## [Passage shown]
■ ■ ■ ■ ■ ■ ■

Friday, December 31, 2010

2010–Omega

As the last day of this year it is an habit to write about the 365 days that have passed and make some wishes for the ones that start. This post is about all the 356 days that passed away.

I can remember when we were watching, through the news (Internet was not available for us in that moment), how the world said goodbye to 1999, to the last century of the second millennium. Today the first year of the second decade of the third millennium is over and that’s something, at least for me, that make you think about your achievements and failures during this year. As I remember in my post of wishes for 2010 I hoped this year to be memorable and I set up some goals to achieve during 2010. Now I have to say that had goals bigger than the year itself. For the 6 goals proposed for this year I achieved zero (0).  The reasons of this failure are several:

  • Mainly the lost of passion. When I wrote the resolutions I was deeply passionate about the new year, but as the days passed I lost it, and I didn’t find it again.
  • As the passion was lost, the north was blur. In February I lost the north, specially regarding my thesis topic.

■ ■ ■ ■ ■ ■ ■

## [Problems and tasks]
**a.** List each phrase in the 2010 year-end post that names a particular century, decade, or millennium.
**b.** Write the next part of the 2010 year-end post, carrying its list of reasons onward from the point about losing direction on the thesis topic.
The listing after this point has nothing to do with the 2010 year-end post.

## [Given information]
■ ■ ■ ■ ■ ■ ■

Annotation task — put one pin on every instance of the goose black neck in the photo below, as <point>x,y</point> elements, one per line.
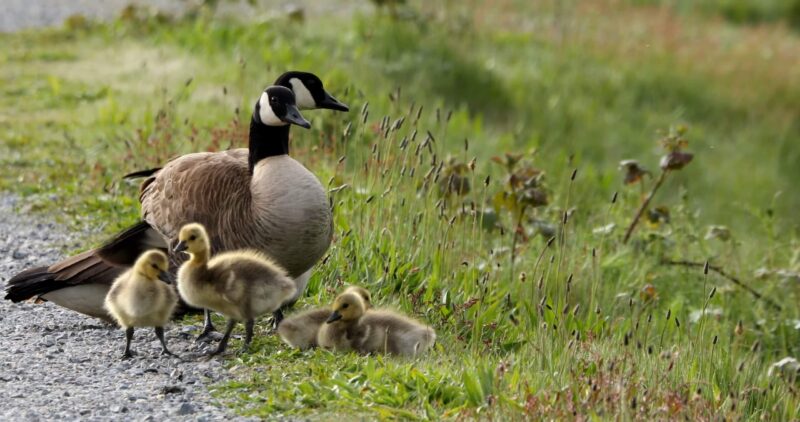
<point>267,141</point>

■ ■ ■ ■ ■ ■ ■

## [Task-by-task results]
**a.**
the last century
the second millennium
the second decade
the third millennium

**b.**
  • Also it helped the fact to be alone, I’ve realized that I need in my life somebody that clear the glasses of my soul and let her be.
  • When the passion goes the procrastination arrives. I could had read more, but without passion I spend a lot of time doing nothing.
  • As Paulo Cohelo said:The first symptom of the process of our killing our dreams is the lack of time. The busiest people I have known in my life always have time enough to do everything. Those who do nothing are always tired and pay no attention to the little amount of work they are required to do. They complain constantly that the day is too short”. This happened to me this year, specially with the journey wish. I didn’t have time to travel, but I had it to be lazy.
  • As a result of the laziness I gain some kilos.

I’m being painfully, brutally honest with me, and you also. Honestly I’m not proud of this year, this was not what I expected one year ago. The reasons of why I lost the passion, become lazy, being more alone than ever are ... ... ... I have no idea. But, hopefully, the last weeks of this year have been quite nice and I begin to feel alive, again! Everything seems to go OK by now, except for my thesis (still my headache). I’ve read some books again, I’ve been working in a project that hopefully will se the light soon and I’ve some ideas to implement next year. Also when I read about my thesis I found that nobody has performed a similar study so it encourages me to keep doing it.

But as nothing can be that bad also I had some nice moments and facts this year:

  • I had the opportunity to teach. I always wanted to do and I felt amazing giving my lectures. I hope to keep doing it the rest of my life.
  • I bought an iPod touch, something that I always wanted.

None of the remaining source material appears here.